Excerpts of labeled region data:
+ + + + +

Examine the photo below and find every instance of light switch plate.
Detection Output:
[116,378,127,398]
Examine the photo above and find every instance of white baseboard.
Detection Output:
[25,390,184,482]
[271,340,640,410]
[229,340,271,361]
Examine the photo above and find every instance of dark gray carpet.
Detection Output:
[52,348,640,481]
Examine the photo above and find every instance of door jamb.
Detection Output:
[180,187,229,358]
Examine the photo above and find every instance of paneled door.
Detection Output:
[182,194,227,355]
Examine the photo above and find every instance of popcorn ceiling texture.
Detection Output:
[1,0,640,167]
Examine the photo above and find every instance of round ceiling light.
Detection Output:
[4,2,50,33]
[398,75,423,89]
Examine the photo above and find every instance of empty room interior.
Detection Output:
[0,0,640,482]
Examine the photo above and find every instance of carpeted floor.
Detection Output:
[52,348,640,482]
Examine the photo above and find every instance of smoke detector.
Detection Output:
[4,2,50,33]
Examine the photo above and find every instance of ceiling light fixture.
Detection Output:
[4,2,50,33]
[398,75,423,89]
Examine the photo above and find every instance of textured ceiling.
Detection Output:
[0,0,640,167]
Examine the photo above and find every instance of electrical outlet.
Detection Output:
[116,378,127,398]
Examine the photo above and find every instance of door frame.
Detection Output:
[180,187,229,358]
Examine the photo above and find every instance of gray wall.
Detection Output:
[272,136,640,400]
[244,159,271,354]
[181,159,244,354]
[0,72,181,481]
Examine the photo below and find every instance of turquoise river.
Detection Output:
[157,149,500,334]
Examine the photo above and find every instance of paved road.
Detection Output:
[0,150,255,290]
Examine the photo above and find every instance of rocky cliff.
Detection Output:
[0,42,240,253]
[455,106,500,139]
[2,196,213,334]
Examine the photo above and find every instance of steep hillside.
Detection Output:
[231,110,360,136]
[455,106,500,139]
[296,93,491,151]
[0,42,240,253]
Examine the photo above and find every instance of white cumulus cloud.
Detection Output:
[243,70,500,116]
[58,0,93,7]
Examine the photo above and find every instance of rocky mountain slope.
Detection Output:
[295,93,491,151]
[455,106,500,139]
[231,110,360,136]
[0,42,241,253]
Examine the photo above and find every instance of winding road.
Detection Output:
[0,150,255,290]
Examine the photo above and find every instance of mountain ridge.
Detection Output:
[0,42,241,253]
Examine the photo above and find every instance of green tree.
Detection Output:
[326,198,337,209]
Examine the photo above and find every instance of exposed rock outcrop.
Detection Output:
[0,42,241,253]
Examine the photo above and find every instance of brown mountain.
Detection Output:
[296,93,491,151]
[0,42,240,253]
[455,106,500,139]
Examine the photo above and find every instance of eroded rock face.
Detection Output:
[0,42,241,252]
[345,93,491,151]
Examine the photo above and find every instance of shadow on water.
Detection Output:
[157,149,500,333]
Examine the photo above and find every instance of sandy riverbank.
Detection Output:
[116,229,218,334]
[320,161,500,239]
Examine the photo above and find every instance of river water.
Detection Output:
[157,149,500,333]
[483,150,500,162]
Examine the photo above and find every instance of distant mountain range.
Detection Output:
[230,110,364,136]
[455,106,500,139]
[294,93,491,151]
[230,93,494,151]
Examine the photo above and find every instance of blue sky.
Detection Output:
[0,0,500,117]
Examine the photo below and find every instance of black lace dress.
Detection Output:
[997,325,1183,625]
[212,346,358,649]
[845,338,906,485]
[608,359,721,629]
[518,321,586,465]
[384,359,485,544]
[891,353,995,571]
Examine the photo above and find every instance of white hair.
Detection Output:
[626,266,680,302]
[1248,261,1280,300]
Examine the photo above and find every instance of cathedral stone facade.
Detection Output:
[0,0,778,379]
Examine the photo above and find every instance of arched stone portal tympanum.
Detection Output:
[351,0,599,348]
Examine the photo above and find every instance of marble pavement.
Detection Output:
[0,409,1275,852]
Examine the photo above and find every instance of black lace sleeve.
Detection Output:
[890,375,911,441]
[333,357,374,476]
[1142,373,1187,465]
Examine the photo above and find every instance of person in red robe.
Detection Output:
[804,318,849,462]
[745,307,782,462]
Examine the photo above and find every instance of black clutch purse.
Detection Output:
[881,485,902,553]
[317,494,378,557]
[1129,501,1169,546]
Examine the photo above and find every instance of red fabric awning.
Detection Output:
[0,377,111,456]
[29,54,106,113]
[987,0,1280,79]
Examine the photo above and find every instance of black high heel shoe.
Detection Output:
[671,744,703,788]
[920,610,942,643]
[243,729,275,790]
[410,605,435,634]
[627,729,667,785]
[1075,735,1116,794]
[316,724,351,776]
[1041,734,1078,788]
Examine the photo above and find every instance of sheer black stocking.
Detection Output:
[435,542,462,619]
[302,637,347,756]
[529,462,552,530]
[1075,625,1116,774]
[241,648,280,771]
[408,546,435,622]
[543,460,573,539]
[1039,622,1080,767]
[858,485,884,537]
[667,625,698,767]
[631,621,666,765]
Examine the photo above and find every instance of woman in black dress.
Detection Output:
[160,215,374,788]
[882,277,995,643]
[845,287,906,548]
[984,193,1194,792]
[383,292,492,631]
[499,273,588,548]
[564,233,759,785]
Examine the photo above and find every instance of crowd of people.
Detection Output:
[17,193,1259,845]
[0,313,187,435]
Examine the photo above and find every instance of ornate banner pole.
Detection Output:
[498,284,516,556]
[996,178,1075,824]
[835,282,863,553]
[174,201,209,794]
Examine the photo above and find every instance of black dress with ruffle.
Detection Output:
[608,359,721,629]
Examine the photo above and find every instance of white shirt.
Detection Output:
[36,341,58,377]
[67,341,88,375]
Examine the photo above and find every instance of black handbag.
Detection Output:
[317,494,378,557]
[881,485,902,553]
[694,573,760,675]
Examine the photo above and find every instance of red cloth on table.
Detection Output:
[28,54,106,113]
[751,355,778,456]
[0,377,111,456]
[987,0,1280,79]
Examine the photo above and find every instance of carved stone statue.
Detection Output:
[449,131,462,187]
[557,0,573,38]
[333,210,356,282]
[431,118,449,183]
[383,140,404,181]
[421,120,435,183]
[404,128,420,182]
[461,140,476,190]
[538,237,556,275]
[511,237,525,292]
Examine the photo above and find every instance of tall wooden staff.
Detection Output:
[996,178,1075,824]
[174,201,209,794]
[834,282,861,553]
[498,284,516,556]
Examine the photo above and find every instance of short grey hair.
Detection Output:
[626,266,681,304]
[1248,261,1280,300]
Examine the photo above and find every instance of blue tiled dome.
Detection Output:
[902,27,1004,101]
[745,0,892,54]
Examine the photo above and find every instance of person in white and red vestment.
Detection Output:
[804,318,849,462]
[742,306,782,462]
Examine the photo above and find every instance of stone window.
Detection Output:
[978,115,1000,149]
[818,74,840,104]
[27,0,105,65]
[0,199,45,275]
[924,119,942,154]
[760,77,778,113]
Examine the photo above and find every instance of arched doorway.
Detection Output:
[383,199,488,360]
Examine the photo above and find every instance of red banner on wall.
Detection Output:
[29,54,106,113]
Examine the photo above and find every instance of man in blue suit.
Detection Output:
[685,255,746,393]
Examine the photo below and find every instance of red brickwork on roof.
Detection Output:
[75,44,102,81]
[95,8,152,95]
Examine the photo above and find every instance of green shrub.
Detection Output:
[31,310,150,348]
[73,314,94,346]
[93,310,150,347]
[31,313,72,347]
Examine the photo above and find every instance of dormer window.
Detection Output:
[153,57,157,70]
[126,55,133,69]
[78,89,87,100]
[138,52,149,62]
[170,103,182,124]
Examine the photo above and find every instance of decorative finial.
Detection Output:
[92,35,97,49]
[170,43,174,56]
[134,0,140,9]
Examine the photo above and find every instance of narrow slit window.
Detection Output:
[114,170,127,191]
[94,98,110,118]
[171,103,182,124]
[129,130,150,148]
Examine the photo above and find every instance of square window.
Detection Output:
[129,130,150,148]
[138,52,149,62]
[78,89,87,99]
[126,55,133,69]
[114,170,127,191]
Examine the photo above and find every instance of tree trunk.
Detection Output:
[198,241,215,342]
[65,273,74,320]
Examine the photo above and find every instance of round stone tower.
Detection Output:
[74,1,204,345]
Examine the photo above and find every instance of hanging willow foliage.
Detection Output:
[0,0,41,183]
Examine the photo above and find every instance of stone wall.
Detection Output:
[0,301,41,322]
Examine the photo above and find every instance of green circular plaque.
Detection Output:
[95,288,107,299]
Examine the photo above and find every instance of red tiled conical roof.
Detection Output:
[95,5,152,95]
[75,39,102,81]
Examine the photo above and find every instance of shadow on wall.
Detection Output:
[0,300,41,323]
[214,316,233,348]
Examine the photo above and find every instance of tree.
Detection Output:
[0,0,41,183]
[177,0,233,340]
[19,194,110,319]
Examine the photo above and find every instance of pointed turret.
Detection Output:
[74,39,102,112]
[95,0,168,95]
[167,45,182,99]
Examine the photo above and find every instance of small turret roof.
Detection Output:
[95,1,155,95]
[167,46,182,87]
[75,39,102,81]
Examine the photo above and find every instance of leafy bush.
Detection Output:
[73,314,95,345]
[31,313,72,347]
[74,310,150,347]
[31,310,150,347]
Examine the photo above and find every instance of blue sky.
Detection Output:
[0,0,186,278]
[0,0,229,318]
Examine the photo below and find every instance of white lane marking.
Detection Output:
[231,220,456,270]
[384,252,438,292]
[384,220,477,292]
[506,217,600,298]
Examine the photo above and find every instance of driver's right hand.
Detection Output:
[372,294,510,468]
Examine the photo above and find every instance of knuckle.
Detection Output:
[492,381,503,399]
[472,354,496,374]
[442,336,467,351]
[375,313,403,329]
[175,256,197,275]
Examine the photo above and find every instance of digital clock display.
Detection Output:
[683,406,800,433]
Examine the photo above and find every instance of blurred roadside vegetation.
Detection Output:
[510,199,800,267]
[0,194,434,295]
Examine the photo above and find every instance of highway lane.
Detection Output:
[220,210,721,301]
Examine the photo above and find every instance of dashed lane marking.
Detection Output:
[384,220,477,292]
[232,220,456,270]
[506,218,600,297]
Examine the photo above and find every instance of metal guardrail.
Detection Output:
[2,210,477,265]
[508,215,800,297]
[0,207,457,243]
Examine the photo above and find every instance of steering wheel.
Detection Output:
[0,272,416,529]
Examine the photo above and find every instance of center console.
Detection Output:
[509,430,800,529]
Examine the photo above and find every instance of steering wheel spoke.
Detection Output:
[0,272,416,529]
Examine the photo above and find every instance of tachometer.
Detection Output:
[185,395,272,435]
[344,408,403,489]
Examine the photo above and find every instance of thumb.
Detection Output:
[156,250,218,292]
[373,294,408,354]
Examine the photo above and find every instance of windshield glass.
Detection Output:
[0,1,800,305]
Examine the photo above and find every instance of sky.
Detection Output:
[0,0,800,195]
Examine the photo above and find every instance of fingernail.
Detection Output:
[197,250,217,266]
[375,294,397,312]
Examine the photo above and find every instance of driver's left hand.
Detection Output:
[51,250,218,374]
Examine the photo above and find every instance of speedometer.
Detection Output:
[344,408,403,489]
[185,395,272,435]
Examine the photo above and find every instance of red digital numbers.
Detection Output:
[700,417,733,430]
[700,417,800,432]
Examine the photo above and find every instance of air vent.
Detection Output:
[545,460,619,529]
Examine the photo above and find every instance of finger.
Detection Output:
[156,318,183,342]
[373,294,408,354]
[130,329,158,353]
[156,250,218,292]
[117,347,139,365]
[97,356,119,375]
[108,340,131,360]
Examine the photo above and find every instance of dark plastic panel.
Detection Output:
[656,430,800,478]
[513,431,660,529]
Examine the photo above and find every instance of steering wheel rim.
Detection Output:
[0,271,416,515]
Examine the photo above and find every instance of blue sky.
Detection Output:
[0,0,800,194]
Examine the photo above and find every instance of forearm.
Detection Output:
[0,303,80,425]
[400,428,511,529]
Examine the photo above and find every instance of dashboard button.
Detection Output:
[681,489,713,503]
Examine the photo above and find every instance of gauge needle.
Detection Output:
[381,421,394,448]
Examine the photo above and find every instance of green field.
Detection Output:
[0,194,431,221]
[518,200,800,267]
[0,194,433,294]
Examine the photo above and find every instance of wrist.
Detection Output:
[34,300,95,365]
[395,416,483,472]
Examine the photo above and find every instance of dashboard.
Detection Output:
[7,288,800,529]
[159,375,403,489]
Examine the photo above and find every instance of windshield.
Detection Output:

+ + + + +

* **Stated task**: Rewrite the items from the beginning through the line containing "[0,0,640,167]", inclusive, substituting "Detected Regions" for every occurrence of "Detection Output" and leaving all else unchanged.

* **Answer for the task**:
Examine the photo below and find every instance of light switch plate.
Detected Regions:
[116,378,127,398]
Examine the photo above and find every instance of white baseboard.
Detected Regions:
[25,390,184,482]
[271,340,640,410]
[229,340,271,361]
Examine the photo above and find every instance of dark gray carpet.
Detected Regions:
[52,348,640,481]
Examine the photo above and find every instance of door jamb.
Detected Regions:
[180,187,229,358]
Examine the photo above and find every instance of paneled door.
Detected Regions:
[182,194,227,355]
Examine the photo above and find every instance of popcorn ceiling texture.
Detected Regions:
[1,0,640,167]
Examine the photo above and find every instance of round ceiling light.
Detected Regions:
[4,2,50,33]
[398,75,423,89]
Examine the photo above and find every instance of empty room interior.
Detected Regions:
[0,0,640,482]
Examine the photo above and find every instance of carpeted floor.
Detected Regions:
[52,348,640,482]
Examine the photo above and find every instance of smoke detector.
Detected Regions:
[4,2,50,33]
Examine the photo above and find every instance of ceiling light fixture.
Detected Regions:
[4,2,50,33]
[398,75,423,89]
Examine the photo above and find every instance of textured ceiling.
Detected Regions:
[0,0,640,167]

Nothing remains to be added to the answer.